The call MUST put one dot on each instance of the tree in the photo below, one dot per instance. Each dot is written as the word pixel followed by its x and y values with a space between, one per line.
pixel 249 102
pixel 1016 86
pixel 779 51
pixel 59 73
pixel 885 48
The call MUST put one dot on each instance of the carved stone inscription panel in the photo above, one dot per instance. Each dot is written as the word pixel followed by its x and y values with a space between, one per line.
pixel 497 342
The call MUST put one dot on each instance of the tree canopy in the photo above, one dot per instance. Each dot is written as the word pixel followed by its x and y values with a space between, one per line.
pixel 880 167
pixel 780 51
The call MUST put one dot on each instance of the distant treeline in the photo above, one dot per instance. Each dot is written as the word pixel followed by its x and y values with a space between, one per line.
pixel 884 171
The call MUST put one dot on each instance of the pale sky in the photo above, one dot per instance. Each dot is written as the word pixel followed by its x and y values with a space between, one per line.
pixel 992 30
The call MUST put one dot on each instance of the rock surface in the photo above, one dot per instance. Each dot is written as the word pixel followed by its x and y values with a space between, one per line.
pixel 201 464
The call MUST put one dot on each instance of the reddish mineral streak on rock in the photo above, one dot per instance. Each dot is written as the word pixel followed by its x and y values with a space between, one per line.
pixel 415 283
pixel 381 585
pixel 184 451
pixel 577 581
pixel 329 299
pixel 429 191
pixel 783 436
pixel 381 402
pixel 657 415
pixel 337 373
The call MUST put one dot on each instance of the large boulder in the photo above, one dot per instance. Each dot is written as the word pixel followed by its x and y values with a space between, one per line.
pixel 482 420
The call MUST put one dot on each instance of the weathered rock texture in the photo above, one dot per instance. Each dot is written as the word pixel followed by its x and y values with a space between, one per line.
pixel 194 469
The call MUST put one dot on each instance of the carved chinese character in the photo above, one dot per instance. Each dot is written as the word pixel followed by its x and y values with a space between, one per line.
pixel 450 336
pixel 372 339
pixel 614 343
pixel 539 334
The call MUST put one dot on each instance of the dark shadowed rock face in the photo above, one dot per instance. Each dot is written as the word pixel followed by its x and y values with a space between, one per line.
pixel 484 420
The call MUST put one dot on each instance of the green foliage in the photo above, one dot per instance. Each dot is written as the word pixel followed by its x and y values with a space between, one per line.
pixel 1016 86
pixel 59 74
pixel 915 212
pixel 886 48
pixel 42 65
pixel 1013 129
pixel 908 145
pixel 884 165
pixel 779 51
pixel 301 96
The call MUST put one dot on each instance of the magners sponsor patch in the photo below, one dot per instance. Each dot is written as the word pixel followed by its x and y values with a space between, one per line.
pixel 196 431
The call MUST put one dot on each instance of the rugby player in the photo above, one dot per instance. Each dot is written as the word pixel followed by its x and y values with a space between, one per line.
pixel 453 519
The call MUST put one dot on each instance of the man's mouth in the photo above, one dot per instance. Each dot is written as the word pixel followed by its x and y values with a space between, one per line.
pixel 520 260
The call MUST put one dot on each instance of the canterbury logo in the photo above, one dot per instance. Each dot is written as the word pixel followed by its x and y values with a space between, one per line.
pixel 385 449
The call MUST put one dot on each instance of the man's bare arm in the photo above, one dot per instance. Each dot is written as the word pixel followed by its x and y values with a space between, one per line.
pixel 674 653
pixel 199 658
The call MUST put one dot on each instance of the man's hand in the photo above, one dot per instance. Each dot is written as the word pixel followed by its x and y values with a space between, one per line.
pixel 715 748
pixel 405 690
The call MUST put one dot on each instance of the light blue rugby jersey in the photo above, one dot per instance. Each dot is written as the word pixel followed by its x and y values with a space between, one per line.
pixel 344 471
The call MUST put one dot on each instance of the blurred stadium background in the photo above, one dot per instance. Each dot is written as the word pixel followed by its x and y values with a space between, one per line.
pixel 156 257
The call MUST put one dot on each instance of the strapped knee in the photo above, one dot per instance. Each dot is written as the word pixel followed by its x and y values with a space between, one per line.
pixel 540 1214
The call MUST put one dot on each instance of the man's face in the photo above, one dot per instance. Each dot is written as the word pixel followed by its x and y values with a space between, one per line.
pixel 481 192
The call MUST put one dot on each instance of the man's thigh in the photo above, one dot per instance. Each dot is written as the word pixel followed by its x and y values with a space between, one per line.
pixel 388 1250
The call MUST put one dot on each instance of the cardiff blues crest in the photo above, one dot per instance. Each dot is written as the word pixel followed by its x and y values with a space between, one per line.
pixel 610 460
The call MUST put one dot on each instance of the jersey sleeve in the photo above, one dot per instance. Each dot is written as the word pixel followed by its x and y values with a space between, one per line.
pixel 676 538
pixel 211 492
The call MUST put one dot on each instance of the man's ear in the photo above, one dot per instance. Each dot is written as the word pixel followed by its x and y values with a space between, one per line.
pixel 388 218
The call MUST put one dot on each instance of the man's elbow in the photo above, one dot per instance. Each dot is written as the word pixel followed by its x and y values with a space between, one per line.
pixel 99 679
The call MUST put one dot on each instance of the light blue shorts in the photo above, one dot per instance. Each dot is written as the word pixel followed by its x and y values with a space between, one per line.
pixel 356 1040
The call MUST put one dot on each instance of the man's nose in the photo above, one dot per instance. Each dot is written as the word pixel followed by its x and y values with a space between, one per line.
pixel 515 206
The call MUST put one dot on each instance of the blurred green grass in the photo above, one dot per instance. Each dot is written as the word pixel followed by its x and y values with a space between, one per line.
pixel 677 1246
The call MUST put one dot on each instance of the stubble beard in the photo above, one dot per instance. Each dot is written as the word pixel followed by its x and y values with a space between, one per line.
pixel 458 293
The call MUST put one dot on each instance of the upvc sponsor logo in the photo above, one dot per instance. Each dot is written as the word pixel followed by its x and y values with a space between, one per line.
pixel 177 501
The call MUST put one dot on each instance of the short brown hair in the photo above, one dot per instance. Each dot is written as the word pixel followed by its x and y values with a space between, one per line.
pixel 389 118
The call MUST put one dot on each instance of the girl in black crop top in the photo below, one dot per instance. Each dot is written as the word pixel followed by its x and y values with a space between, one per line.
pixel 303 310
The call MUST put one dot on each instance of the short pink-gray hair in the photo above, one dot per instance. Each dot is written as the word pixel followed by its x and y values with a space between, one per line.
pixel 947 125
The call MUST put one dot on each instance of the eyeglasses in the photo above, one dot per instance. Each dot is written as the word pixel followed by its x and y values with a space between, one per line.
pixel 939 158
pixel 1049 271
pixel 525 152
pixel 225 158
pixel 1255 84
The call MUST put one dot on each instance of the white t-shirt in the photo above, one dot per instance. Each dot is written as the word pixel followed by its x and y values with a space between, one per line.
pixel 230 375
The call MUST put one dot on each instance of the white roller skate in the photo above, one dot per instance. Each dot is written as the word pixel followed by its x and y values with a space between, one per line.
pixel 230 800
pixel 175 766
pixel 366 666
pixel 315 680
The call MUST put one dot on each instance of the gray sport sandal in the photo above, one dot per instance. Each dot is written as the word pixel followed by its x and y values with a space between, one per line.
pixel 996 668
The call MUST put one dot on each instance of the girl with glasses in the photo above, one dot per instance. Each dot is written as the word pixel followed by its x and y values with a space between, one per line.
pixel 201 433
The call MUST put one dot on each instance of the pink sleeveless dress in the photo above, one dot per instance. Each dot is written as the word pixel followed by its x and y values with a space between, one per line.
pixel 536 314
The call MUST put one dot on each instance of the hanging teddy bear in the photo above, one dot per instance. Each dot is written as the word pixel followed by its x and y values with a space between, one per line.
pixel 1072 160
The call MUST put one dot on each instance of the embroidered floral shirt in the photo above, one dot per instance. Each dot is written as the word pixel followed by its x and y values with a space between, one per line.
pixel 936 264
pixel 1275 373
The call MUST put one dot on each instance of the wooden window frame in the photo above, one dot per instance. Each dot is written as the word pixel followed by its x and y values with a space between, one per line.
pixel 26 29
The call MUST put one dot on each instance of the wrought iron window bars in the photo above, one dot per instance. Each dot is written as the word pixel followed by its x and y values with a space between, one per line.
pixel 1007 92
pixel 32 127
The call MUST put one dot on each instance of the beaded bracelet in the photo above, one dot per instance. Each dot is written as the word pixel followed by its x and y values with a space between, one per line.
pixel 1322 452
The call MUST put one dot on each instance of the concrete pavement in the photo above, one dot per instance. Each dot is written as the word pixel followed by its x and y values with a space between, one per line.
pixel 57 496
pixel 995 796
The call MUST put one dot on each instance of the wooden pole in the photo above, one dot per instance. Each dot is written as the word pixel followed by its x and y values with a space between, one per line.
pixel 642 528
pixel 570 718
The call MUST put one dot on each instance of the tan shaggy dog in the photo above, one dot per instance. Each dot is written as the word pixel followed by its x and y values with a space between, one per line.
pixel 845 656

◇ ◇ ◇ ◇ ◇ ◇ ◇

▶ _Work instructions_
Set down, word for word, the part of the records above that opens with the line containing "the wooden window" and closes with the line containing "pixel 995 796", including both of those lines.

▶ _Exercise answer_
The call MUST put one dot on each instance of the wooden window frame in the photo above, one dot per instance. Each dot is written as the word pixel followed by its x and y values with a space between, one per line.
pixel 26 29
The call MUST put one dot on each instance of the wrought iron window bars in the photo above, one dot per instance. Each dot is written as the word pixel followed by its x and y values with a space between, one per line.
pixel 1007 92
pixel 32 127
The call MUST put one dot on each instance of the beaded bracelet in the photo above, one dot per instance. Each dot is written as the word pixel followed by its x and y values with a space between, one per line.
pixel 1322 452
The call MUST put one dot on each instance of the concrete pavement in the photo above, one dot per instance. Each dot is written as the word pixel followed by its x and y values with a space between, one per line.
pixel 57 496
pixel 995 796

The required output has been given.